— 課題 —
バッハ作品の演奏解説の原文から、「1小節目の頭の8分休符の長さ」を含む語句で始まり「まで行かなくてはいけません。」で終わる部分を、一字も変えずに書き出す。

— 原文 —
【ピアノ】J.S.バッハ作品の演奏ポイント解説集:譜例付き実践ガイド
► はじめに
本記事では、J.S.バッハの作品における実践的な演奏アドバイスをまとめています。各曲の重要なポイントを、譜例とともに具体的に解説していきます。
この記事は随時更新され、新しい作品や演奏のヒントが追加されていく予定です。
► インヴェンションとシンフォニア
‣ インヴェンション
· 第1番 BWV772
第1番に関しては、以下の記事で解説しています。
· 第8番 BWV779
譜例(PD楽曲、Finaleで作成、1-2小節)
1小節目の頭の8分休符の長さが曖昧にならないように、しっかり「イチ」の感覚を持って体内のザッツをとりましょう。この8分休符のとり方、つまり、演奏スタートの弾き方次第で、楽曲全体のテンポの基準が決まってしまいます。
この作品では楽曲の途中でのテンポチェンジが無いので、演奏を始めてしまったら、基本的にはそのテンポで最後まで行かなくてはいけません。
曲頭が「休符」で始まる場合には特に注意が必要です。
► パルティータ
‣ パルティータ 第1番 BWV 825 変ロ長調
· プレリュード
譜例(PD楽曲、Finaleで作成、3-4小節)
3-4小節目に書き込んだ「6つの”実線”カギマーク」に注目してください。
これらは「上行形 → 下行形」と、交互に対話のように出てきます。受け渡しを意識しましょう。
また、これらのリズムを使ってテンポをキープしていくことになるので、ソプラノのメロディを安定させるためにも重要な要素であるということを付け加えておきます。
4小節目の星マークをつけたところは、少し変化して「16分音符の動き」になるので、重くならないようにさりげなく打鍵しましょう。
· アルマンド
譜例(PD楽曲、Finaleで作成、12-14小節)

— 掲載項目一覧 —
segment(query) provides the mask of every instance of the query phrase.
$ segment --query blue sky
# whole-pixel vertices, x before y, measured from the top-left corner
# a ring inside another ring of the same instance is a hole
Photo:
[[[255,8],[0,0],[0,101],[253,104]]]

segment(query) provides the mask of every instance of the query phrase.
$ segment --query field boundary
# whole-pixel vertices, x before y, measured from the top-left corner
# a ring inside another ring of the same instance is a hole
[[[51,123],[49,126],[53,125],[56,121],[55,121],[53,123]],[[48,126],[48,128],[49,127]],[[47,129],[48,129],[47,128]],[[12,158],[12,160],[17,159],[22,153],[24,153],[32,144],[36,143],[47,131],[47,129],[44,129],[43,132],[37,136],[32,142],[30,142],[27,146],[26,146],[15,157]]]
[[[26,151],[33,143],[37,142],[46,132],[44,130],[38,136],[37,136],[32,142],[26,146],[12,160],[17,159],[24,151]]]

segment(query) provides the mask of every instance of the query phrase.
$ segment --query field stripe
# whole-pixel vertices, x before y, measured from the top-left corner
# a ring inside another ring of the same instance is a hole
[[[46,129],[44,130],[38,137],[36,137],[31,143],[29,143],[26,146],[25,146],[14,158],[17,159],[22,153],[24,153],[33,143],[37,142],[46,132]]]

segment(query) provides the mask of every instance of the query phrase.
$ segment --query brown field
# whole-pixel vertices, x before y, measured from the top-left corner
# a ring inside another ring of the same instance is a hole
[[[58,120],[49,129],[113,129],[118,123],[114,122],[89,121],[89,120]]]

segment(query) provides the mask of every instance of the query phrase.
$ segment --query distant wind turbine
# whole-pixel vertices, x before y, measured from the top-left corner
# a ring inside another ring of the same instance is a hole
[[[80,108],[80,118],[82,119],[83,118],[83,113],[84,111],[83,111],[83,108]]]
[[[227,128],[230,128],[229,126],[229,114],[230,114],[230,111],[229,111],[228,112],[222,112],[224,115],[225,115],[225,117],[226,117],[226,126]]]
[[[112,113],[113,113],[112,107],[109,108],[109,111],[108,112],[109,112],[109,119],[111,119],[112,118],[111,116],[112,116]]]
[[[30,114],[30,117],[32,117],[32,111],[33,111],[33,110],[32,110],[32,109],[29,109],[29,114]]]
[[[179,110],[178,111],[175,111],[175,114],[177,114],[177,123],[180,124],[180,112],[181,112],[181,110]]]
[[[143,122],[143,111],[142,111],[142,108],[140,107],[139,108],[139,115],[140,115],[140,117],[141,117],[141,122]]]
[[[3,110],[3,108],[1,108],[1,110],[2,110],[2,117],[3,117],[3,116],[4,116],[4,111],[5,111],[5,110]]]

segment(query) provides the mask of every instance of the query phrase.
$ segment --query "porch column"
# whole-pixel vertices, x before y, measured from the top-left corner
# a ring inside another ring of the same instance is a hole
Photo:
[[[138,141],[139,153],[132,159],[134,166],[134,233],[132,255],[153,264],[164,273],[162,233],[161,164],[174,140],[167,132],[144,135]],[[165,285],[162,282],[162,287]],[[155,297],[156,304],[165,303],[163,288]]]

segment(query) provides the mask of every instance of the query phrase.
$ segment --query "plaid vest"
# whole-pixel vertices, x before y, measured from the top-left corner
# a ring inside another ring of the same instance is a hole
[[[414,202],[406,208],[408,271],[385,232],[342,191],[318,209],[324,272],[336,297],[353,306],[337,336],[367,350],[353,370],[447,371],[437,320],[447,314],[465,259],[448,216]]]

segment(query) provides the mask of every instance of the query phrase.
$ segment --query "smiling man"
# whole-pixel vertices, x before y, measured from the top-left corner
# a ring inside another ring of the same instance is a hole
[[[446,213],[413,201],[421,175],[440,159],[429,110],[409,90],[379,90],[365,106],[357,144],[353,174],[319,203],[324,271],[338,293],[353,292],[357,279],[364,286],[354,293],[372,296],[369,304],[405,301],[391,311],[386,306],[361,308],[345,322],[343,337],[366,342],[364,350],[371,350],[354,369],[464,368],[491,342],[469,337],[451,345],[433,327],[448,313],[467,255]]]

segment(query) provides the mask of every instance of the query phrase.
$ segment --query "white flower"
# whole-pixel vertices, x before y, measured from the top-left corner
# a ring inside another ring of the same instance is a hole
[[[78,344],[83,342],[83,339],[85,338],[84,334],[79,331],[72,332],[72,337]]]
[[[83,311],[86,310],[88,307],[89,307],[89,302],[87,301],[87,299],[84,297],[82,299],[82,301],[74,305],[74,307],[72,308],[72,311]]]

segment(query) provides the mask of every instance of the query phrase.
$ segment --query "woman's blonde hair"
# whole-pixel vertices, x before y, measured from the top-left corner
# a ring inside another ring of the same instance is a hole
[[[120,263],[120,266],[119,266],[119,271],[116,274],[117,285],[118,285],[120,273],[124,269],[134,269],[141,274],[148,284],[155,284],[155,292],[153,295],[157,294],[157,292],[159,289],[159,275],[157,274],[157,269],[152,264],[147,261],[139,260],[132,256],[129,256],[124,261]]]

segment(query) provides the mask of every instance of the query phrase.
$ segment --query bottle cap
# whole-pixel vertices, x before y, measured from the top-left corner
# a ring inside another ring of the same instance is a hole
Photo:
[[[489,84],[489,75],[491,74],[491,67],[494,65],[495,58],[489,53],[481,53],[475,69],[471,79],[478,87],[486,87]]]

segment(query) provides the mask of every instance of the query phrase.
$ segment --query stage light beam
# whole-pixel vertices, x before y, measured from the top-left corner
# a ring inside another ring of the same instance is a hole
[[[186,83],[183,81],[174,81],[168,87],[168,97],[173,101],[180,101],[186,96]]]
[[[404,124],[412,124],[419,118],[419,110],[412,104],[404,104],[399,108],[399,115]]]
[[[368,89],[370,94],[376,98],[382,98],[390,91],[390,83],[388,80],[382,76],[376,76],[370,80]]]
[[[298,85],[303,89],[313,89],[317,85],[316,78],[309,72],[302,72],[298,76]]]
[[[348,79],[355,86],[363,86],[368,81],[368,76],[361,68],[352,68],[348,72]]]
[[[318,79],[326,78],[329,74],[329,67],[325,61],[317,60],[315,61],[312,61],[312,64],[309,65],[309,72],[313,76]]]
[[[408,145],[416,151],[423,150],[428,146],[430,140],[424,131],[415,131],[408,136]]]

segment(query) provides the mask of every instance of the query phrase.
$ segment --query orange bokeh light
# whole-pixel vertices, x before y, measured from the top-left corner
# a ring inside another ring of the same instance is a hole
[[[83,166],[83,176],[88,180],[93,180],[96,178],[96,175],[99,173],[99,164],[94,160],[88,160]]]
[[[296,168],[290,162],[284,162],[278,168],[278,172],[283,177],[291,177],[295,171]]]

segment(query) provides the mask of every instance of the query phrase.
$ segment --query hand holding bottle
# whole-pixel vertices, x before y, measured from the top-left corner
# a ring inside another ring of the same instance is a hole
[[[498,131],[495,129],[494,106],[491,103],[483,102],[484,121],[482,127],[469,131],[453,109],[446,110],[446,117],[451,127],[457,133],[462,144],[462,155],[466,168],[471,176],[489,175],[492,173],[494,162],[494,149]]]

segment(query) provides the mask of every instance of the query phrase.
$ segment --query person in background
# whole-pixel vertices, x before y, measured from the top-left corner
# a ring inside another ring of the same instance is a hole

==

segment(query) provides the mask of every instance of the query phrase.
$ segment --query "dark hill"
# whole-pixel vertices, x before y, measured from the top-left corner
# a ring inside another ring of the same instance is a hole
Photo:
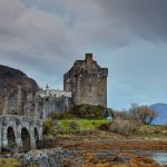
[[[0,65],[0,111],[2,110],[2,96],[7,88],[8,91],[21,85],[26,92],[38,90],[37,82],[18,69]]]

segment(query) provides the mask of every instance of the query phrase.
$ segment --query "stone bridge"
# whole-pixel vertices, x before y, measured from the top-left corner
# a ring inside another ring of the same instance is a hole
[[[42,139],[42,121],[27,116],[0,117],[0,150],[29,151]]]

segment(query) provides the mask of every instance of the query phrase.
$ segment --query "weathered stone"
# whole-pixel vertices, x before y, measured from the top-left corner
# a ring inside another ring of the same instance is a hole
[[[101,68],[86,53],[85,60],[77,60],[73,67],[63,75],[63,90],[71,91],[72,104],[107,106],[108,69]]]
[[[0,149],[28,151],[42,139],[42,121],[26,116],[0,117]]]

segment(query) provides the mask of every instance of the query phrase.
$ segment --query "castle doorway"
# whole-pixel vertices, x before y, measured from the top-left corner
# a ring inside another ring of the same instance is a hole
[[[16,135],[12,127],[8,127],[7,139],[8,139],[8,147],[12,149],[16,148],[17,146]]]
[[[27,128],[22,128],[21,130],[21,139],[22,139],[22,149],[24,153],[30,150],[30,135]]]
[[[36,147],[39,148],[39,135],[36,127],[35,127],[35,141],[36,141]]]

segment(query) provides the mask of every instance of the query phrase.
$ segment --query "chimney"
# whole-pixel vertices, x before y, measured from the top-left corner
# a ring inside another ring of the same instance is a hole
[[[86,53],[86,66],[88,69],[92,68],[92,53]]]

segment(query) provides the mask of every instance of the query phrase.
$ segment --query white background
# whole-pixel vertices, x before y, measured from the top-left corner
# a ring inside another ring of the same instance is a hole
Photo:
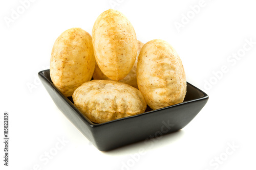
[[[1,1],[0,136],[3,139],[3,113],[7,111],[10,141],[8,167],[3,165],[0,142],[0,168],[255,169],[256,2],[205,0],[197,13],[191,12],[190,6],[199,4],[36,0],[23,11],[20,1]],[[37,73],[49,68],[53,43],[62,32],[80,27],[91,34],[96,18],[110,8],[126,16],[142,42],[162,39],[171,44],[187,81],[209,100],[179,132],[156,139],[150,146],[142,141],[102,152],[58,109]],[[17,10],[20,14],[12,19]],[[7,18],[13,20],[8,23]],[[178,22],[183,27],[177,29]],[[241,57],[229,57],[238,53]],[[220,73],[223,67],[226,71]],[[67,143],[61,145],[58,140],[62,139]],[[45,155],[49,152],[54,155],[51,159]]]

— 出力結果 —
1小節目の頭の8分休符の長さが曖昧にならないように、しっかり「イチ」の感覚を持って体内のザッツをとりましょう。この8分休符のとり方、つまり、演奏スタートの弾き方次第で、楽曲全体のテンポの基準が決まってしまいます。
この作品では楽曲の途中でのテンポチェンジが無いので、演奏を始めてしまったら、基本的にはそのテンポで最後まで行かなくてはいけません。